### EXCERPT
────
Thursday, April 24, 2003

Voices: The Real Boob Tube




When I read about an "un-TV experiment" in which one is to watch any show for 15 minutes without sound, I didn't intend to try it out. A week later, however, I found myself face-to-screen with FOX network's news magazine program The Pulse as I dined on a hummus platter at Scranton watering hole The Bog.


My friends and I hadn't given more than a second's glance to the screen until the Miller Lite Catfight commercial aired. And aired again. And again almost immediate after that. Apparently the never-ending ratings game had resulted in someone's brilliant idea to do a story on the controversial commercial in which two curvier and bustier than thou women rip each other's clothes off during a "Less Filling/Tastes Great" argument before mauling each other first in a pool and later in cement.


I had never seen the commercial before and I still haven't seen the spot with sound. I think if I had seen the commercial in context, I more than likely would have rolled my eyes and quietly moved on to more pleasant thoughts. But the unique experience of viewing the infamous Catfight over and over, sans soundtrack, within the supposed journalist context of The Pulse, led to an oddly impassioned barside debate. As I downed my lager and ordered another, I thanked the goddess that I had minored in women's studies and attempted to form a impenetrable argument with which to disarm my helplessly drooling male companions. Okay, so maybe they weren't drooling exactly, but they were quick to pose the defensive sentiments I later read coming from the mouths of Miller.


The Catfight ad is funny because it "pokes fun at men's sexist views," stated company spokesperson Mollie Reilly to FOX news. Or as Miller Lite brand manager posed to USA Today in January, the Catfight commercial is "a hysterical insight into guys' mentality," a "lighthearted spoof of guys' fantasies."


Sorry, but it's just not funny that even the most empowered women will struggle to feel attractive after facing inadvertent comparison to this exaggerated ideal of feminine beauty. I further resent the task I face ahead in trying to convince my daughters (aged seven and five) that they don't have to look like Kitana Baker (less filling) or Tonya Ballinger (tastes great) to look good.


But my real problem with the commercial is that these women are celebrities now. They're no doubt bringing home truckloads of money for no better reason than their Playboy-grade physiques. And please don't tell me that they aren't respected - it's a bad argument because a woman deserves respect no matter how sexy she is - in this country anyone who has money is respected. It's the capitalist American way and those Catfighting boobs remind me of how sad that is with every bounce and jiggle.


It seems "boobs" (I hate the term, but it's the one they're using these days) are en vogue these days. The Baywatch babes are reportedly the preferred viewing material of our soldiers fighting in Iraq. And talk about male-friendly skies... Hooters Air made its debut in March. The Hooters girls aren't certified flight attendants and can therefore only assist the real thing (all puns intended), but in this age during which too many airlines are facing bankruptcy, Hooters Air plans to sell tickets at twice the going rate.
────
### ACTIONS TO TAKE
[1] In the commentary on the Catfight ad, restate the part that opens with the words containing "My friends and" and closes with "later in cement.", putting "mud" in place of "cement".
[2] Name every person the commentary on the Catfight ad identifies by full name.

### SOURCE DATA
────
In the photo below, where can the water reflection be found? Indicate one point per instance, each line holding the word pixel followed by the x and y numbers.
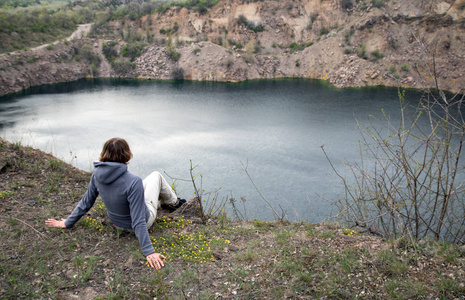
────
### ANSWERS TO EACH TASK
[1]
My friends and I hadn't given more than a second's glance to the screen until the Miller Lite Catfight commercial aired. And aired again. And again almost immediate after that. Apparently the never-ending ratings game had resulted in someone's brilliant idea to do a story on the controversial commercial in which two curvier and bustier than thou women rip each other's clothes off during a "Less Filling/Tastes Great" argument before mauling each other first in a pool and later in mud.

[2] Mollie Reilly, Kitana Baker, Tonya Ballinger